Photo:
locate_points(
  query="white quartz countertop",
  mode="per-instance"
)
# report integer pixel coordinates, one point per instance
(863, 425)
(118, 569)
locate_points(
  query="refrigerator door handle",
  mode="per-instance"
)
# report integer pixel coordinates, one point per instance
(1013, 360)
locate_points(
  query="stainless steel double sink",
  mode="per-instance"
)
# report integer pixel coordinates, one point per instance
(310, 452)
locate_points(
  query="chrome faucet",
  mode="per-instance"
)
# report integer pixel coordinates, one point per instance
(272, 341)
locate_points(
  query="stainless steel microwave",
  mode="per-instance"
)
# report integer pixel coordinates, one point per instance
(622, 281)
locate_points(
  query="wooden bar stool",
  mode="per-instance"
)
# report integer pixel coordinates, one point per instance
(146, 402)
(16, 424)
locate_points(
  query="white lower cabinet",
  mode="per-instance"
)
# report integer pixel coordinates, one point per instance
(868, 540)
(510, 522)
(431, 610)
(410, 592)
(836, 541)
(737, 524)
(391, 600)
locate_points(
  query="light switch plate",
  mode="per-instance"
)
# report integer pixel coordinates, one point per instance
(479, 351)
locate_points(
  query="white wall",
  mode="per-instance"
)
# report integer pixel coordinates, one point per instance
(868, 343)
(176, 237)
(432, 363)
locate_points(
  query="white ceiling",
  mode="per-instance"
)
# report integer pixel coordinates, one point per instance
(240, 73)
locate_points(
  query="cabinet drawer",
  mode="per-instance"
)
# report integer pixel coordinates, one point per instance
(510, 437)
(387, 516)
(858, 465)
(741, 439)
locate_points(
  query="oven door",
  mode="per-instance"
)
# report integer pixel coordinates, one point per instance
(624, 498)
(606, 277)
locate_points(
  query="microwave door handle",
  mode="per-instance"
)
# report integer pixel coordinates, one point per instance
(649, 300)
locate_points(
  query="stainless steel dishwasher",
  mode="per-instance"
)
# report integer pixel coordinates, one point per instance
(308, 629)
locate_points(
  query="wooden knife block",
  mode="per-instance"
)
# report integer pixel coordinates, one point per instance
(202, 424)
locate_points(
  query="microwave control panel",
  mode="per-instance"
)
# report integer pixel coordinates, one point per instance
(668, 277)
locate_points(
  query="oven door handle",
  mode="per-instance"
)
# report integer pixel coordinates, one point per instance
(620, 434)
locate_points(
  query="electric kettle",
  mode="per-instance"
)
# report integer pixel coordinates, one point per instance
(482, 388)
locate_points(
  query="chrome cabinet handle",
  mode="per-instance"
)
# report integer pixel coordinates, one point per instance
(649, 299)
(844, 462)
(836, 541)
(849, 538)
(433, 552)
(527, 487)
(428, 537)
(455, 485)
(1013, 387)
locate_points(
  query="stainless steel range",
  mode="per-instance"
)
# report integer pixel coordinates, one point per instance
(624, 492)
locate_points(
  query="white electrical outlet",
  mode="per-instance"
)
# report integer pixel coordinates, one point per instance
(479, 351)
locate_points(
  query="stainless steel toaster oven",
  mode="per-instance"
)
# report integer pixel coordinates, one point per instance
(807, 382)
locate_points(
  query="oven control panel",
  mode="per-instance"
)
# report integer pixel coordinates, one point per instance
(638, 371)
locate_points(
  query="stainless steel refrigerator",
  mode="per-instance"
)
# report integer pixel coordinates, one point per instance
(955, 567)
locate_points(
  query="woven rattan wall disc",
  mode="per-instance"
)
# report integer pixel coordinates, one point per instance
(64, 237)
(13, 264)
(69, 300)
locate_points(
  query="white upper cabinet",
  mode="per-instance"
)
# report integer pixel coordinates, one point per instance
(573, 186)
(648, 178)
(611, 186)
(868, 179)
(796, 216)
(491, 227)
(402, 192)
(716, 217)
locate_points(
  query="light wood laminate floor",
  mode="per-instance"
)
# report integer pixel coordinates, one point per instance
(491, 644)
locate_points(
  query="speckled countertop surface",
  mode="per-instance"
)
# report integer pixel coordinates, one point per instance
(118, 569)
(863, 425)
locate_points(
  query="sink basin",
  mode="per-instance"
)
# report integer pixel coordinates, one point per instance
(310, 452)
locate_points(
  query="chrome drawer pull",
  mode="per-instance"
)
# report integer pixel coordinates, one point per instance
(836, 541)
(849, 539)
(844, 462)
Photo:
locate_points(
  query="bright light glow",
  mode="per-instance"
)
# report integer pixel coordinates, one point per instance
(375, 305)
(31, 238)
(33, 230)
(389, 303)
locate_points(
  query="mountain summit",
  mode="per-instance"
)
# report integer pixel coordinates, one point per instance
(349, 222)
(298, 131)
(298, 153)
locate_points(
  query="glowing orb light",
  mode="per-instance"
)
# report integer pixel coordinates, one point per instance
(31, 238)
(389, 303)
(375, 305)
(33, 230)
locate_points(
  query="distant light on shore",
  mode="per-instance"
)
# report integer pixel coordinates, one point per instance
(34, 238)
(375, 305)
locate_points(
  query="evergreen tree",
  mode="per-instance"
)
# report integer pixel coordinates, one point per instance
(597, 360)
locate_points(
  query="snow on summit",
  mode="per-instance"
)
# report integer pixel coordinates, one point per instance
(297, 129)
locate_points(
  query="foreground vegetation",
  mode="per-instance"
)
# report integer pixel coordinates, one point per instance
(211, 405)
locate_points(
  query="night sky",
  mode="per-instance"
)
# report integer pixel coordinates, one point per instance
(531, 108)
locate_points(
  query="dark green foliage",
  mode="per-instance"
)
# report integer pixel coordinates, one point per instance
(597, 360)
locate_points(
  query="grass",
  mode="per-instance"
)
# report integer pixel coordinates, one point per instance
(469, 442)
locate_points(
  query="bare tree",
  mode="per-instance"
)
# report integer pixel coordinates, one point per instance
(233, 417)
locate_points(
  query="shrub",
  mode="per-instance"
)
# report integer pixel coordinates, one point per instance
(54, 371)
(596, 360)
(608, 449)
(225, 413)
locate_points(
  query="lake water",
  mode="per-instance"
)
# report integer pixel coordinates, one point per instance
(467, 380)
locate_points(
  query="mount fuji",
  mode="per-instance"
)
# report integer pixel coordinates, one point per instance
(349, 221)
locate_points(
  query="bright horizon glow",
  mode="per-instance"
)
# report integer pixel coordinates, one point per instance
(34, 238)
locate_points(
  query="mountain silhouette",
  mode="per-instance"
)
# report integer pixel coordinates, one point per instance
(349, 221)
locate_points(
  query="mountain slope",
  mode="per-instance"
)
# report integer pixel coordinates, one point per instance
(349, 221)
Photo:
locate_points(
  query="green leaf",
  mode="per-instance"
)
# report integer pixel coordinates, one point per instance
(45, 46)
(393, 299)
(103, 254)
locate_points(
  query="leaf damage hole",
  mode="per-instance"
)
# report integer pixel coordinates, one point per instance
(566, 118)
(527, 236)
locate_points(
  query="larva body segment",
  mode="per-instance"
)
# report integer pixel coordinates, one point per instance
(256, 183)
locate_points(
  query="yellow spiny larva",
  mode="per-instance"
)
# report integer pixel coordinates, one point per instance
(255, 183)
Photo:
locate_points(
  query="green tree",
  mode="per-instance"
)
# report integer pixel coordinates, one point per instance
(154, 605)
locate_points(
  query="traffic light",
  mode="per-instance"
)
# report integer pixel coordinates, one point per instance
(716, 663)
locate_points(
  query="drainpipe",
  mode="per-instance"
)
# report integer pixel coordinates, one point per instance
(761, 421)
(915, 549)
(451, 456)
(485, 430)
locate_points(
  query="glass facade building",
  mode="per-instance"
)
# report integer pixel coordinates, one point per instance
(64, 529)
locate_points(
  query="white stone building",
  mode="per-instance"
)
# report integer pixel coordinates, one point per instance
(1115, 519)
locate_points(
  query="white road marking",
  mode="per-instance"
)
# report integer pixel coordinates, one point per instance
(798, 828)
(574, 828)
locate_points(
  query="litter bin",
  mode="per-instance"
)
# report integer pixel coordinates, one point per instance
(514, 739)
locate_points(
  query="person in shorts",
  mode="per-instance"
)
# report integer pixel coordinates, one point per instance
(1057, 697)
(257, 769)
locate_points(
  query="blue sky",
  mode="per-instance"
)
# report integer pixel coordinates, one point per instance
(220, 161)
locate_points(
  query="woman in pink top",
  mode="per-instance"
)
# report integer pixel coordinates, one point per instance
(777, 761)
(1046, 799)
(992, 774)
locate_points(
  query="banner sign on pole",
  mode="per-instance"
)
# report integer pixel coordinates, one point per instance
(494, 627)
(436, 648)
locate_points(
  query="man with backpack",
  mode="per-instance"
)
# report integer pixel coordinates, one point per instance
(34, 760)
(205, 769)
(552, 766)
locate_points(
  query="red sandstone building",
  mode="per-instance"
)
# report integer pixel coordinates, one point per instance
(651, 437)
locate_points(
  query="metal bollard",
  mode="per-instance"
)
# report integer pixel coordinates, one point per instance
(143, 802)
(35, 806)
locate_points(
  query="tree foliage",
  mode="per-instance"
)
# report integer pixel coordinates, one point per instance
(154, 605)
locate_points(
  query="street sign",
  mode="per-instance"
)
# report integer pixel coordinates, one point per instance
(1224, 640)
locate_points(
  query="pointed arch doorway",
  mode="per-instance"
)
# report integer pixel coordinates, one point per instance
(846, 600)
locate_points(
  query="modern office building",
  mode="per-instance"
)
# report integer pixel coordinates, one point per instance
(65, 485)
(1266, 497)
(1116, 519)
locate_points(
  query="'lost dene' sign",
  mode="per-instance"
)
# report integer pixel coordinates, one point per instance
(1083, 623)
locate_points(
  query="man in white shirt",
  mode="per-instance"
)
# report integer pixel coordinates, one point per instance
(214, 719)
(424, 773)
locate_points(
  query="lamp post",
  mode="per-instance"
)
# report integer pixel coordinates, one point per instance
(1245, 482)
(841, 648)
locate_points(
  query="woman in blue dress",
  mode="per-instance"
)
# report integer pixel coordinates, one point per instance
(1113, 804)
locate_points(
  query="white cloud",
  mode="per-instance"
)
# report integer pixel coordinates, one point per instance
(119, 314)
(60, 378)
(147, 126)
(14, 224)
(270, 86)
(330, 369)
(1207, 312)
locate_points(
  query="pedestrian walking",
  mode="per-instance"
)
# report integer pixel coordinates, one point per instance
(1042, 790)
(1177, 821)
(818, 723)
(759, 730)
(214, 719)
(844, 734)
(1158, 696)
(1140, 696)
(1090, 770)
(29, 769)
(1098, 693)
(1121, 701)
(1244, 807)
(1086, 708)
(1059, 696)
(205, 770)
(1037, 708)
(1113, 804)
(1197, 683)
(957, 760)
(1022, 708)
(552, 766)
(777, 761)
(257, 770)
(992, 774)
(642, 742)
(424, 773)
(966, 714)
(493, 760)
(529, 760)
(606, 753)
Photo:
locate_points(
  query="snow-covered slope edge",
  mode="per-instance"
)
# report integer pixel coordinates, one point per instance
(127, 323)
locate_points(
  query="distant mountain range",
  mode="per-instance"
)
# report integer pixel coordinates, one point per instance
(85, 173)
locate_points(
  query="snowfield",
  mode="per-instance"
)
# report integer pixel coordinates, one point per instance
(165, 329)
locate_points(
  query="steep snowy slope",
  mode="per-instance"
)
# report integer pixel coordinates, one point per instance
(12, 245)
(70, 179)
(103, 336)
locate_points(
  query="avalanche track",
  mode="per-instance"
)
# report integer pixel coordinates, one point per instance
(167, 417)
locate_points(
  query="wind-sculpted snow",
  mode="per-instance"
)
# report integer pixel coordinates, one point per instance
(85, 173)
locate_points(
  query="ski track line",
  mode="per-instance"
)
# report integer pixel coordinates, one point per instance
§
- [The task]: In the entries above, which lines hold the string "microwave"? Report all of them.

- [Task output]:
  query="stainless steel microwave",
  query="microwave door handle",
  query="microwave control panel",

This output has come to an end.